Send back the entries below exactly as they appear.

[start Exercise material]

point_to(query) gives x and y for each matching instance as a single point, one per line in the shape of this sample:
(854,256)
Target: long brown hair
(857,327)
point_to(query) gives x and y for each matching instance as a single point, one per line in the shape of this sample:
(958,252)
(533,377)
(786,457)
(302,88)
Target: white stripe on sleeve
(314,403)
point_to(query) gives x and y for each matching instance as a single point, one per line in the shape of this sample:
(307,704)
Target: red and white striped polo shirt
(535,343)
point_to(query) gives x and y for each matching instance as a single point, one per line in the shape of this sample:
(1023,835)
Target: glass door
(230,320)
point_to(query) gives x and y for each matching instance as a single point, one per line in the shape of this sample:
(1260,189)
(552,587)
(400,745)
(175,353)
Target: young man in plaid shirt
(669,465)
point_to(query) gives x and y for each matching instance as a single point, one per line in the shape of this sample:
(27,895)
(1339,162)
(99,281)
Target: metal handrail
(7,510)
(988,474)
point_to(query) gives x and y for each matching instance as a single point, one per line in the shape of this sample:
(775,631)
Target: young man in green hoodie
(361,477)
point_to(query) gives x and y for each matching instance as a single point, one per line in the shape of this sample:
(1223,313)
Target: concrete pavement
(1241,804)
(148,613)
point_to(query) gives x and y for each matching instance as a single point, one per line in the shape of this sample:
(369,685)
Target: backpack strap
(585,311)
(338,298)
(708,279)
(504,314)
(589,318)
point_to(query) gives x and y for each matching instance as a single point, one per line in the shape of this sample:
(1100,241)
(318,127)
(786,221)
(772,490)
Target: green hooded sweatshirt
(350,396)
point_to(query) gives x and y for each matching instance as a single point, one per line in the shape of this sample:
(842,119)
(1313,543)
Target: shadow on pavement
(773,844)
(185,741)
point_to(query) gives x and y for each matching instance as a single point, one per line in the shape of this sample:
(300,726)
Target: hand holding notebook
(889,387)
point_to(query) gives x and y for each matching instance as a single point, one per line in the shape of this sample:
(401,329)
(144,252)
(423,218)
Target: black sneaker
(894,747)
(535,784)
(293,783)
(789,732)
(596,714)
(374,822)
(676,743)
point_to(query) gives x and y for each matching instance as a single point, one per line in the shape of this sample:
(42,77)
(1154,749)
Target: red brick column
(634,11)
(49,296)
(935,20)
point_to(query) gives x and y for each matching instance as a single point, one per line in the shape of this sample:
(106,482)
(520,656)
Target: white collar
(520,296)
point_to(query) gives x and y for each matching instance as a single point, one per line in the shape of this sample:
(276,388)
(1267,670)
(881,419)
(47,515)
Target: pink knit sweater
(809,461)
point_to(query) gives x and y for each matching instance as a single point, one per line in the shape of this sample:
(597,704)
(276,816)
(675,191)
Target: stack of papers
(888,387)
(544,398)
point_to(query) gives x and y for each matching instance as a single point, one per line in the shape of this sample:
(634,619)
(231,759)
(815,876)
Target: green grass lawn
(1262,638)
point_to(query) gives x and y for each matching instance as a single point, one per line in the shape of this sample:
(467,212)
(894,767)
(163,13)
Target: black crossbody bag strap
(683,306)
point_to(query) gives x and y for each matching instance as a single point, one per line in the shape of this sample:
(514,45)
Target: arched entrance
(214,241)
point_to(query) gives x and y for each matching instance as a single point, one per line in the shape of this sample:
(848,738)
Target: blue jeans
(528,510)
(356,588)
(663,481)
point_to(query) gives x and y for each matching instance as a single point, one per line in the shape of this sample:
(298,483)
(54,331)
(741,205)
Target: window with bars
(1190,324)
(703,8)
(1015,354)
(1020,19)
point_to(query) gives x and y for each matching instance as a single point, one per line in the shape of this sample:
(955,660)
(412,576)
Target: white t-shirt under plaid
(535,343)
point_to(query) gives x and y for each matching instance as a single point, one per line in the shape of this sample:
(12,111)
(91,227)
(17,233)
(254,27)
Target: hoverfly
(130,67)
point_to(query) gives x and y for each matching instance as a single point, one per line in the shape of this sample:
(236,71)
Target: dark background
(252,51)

[end Exercise material]

» **Exercise solution**:
point_to(query) gives x and y for each matching instance as a single point, one per line in the shape of this sample:
(854,256)
Target: long brown hair
(857,327)
point_to(query) gives x and y for each matching instance as a single point, one per line in the shape of this sample:
(958,252)
(533,377)
(786,457)
(302,88)
Target: white stripe on sleeve
(314,403)
point_to(query) gives x and y for each matching instance as a single point, one per line in the shape of this sample:
(307,704)
Target: red and white striped polo shirt
(535,343)
point_to(query) gives x and y for each matching instance as a single point, one per line in the shape of this sample:
(1023,835)
Target: glass door
(230,320)
point_to(query) gives x and y for each matching instance as a single point, one per line in the shape of this sample:
(1260,189)
(552,587)
(400,745)
(175,353)
Target: young man in plaid shirt
(669,465)
point_to(query) gives x and y for each matching instance as a single point, one per line in the shape of this sample:
(27,895)
(1339,162)
(99,281)
Target: metal handrail
(7,510)
(988,474)
point_to(query) gives x and y for each matching instance as a single point, one per line in the shape of this sample:
(775,631)
Target: young man in green hoodie
(361,477)
point_to(query) gives x and y for each matching instance as a single point, one per line in the shape of this sample:
(1223,313)
Target: concrete pavement
(1241,804)
(148,613)
point_to(query) gives x and y for each matching instance as a single point, one per line in the shape of this sample:
(369,685)
Target: backpack strap
(585,311)
(338,298)
(708,279)
(504,314)
(589,318)
point_to(query) gives x and y for each matching instance as a single point, one per line in the shape of this sample:
(1100,241)
(318,127)
(786,221)
(772,490)
Target: green hooded sweatshirt
(350,396)
point_to(query) gives x and y for each matching instance as a single point, one per line in the shape of this sample:
(842,119)
(1313,543)
Target: shadow on pavement
(773,844)
(185,741)
point_to(query) gives x and y for each matching instance as a single point, one per line in the shape of this sample:
(300,726)
Target: hand holding notebook
(889,387)
point_to(query) gives x and y for each matching instance as a single point, one per line in the shape of this sample:
(401,329)
(144,252)
(423,218)
Target: black sneaker
(894,747)
(535,784)
(293,783)
(789,732)
(596,714)
(374,822)
(676,743)
point_to(query) gives x and y for each matching instance as a single point, one per line in the shape of this sample:
(42,77)
(1154,749)
Target: red brick column
(634,11)
(49,296)
(935,20)
point_to(query) gives x and y for each matching instance as a single point, one per line in the shape of this sample:
(106,482)
(520,656)
Target: white collar
(520,296)
point_to(query) gives x and y for each matching instance as a single point, one per line in the shape of this sample:
(276,388)
(1267,670)
(881,419)
(47,515)
Target: pink knit sweater
(809,461)
point_to(query) gives x and y for each matching instance as a single point, one per line in the shape of this sample:
(597,704)
(276,816)
(675,191)
Target: stack of papers
(888,387)
(544,398)
point_to(query) gives x and y for each matching instance as a single point, one per line in the shape of this sample:
(634,619)
(231,759)
(815,876)
Target: green grass lawn
(1262,638)
point_to(query) gives x and y for each matching instance as a single point, one per line in the shape of this sample:
(467,212)
(894,767)
(163,13)
Target: black crossbody bag strap
(683,306)
point_to(query) gives x and y for each matching instance as a single point, one per line in the shape of this sample:
(514,45)
Target: arched entrance
(214,241)
point_to(query) gives x and y for each matching instance as a single point, one per line in the shape of this sample:
(848,738)
Target: blue jeans
(528,510)
(356,588)
(663,481)
point_to(query) gives x and y for each matching instance as a single point, one per line in the shape of this sample:
(298,483)
(54,331)
(741,205)
Target: window with bars
(1190,324)
(703,8)
(1015,354)
(1020,19)
point_to(query) gives x and y for each matching instance as a single point, one per line in the shape of this sample:
(955,660)
(412,576)
Target: white t-shirt under plaid
(535,343)
point_to(query) gives x and y for each matching instance as a single point, one per line in the shape of this sample:
(12,111)
(91,227)
(17,233)
(254,27)
Target: hoverfly
(130,67)
point_to(query) gives x and y for each matching instance as a single point, one per line in the shape of this sample:
(236,71)
Target: dark background
(252,51)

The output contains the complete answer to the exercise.